== Alıntılanan metin ==
============
YIRTICI KUŞLAR BAĞCILARIN HİZMETİNDE

Y I R T I C I K U Ş L A R B A Ğ C I L A R I N H İ Z M E T İ N D E

Facebook
Twitter
LinkedIn

Kışın son günleri yerini ilkbahara bırakırken bağlarda yaşam başlar. Tabiatın uyanmaya başladığı bu dönem, hasata kadar devam edecek olan tabiatın kendi içindeki var olma mücadelelerinin sahneleneceği bir tiyatro sahnesi gibidir. Bağcının odaklandığı en iyi verim ve kalitede üzüm elde etmek, kuşların ve arıların davası üzümlerle beslenmek, çakalların davası erken olgunlaşan çakal üzümünü yemektir. Yani bağlar, doğada yaşam mücadelesi veren canlıların savaş alanı haline gelir.

Üzümün mevsim boyu zarara uğramadan olgunlaşması için bağcılar, seçtikleri yetiştirme metoduna uygun çözümler kullanarak bağlarını korumaya çalışırlar. Kimileri bu mücadelenin bir bölümü için endüstriyel ilaçlar kullanmaktan çekinmez, kimileri bu konuda daha hassastır ve organik ya da biyodinamik tarımı benimsediği için yararlanabileceği araçlar sınırlıdır.

Bu yazıda bağcıların, bağlarını korumak için yırtıcı kuşları nasıl kullandığını ve benzeri yöntemlerle karşılaştırıldığında sağladığı avantaj ve dezavantajları özetledik.
============
== Görev listesi ==
• 1. Bağcıların yırtıcı kuşlardan yararlanması üzerine olan metinden "Kışın son günleri" ifadesinden "alanı haline gelir." ifadesine kadar uzanan bölümü hiçbir değişiklik yapmadan alıntılayın.
• 2. Kayıtlarda "roof" dizesinin geçtiği satırları sayın ve yalnızca bu sayıyı yazın. Büyük ve küçük harfler farklı sayılır.
Metin ile kayıtlar arasında hiçbir bağlantı yoktur.

== Verilen bilgiler ==
============
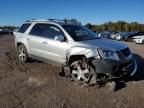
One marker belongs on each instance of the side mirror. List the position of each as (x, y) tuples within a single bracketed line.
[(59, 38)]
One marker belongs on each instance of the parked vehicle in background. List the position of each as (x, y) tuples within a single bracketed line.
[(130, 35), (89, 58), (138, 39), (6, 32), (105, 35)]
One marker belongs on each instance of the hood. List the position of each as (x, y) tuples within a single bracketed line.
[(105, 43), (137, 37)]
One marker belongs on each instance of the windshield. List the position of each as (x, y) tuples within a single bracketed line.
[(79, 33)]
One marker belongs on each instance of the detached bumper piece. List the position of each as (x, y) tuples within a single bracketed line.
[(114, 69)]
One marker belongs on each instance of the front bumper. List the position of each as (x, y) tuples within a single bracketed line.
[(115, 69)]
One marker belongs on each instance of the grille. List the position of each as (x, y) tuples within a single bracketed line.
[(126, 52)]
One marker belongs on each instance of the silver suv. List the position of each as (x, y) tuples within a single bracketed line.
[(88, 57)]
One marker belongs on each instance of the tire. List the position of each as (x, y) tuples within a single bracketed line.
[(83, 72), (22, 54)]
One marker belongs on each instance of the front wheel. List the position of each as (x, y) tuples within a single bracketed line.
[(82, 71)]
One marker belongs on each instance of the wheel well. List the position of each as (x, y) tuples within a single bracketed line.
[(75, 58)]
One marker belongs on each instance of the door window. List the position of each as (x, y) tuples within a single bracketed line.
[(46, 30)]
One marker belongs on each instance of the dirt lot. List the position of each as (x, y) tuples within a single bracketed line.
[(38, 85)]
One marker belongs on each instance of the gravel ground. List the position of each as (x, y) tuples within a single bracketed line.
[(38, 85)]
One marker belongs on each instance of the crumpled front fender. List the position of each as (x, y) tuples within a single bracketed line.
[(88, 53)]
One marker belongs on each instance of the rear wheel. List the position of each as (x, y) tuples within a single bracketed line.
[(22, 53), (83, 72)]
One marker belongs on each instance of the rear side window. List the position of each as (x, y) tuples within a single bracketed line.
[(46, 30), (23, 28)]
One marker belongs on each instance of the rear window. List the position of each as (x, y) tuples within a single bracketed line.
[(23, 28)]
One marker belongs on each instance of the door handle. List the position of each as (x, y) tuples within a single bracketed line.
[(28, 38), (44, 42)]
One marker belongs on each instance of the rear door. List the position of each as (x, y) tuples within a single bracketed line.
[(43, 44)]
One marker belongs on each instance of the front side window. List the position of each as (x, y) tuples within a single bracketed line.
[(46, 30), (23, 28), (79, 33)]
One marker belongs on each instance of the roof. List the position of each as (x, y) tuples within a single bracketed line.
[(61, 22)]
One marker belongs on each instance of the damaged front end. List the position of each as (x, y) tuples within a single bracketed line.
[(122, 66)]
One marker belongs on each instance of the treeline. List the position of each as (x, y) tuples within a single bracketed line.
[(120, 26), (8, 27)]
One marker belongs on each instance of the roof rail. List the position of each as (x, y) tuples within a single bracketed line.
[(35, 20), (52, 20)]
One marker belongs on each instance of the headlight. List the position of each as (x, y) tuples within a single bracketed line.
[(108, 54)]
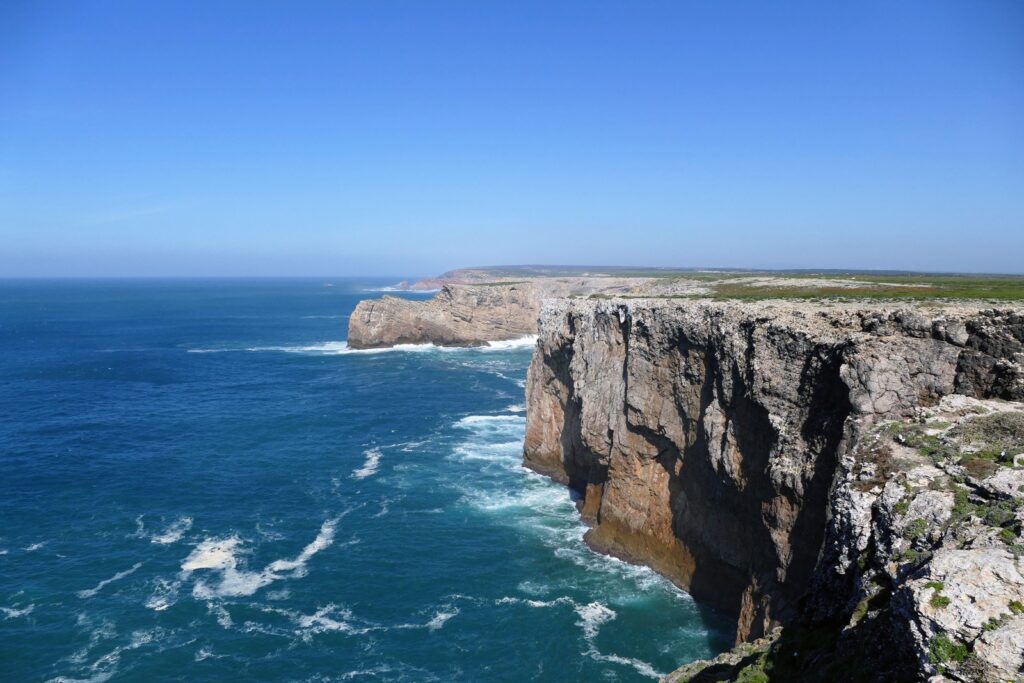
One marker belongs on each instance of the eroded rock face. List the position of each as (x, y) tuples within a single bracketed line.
============
== Görevlerin çözümleri ==
• 1.
Kışın son günleri yerini ilkbahara bırakırken bağlarda yaşam başlar. Tabiatın uyanmaya başladığı bu dönem, hasata kadar devam edecek olan tabiatın kendi içindeki var olma mücadelelerinin sahneleneceği bir tiyatro sahnesi gibidir. Bağcının odaklandığı en iyi verim ve kalitede üzüm elde etmek, kuşların ve arıların davası üzümlerle beslenmek, çakalların davası erken olgunlaşan çakal üzümünü yemektir. Yani bağlar, doğada yaşam mücadelesi veren canlıların savaş alanı haline gelir.

• 2. 2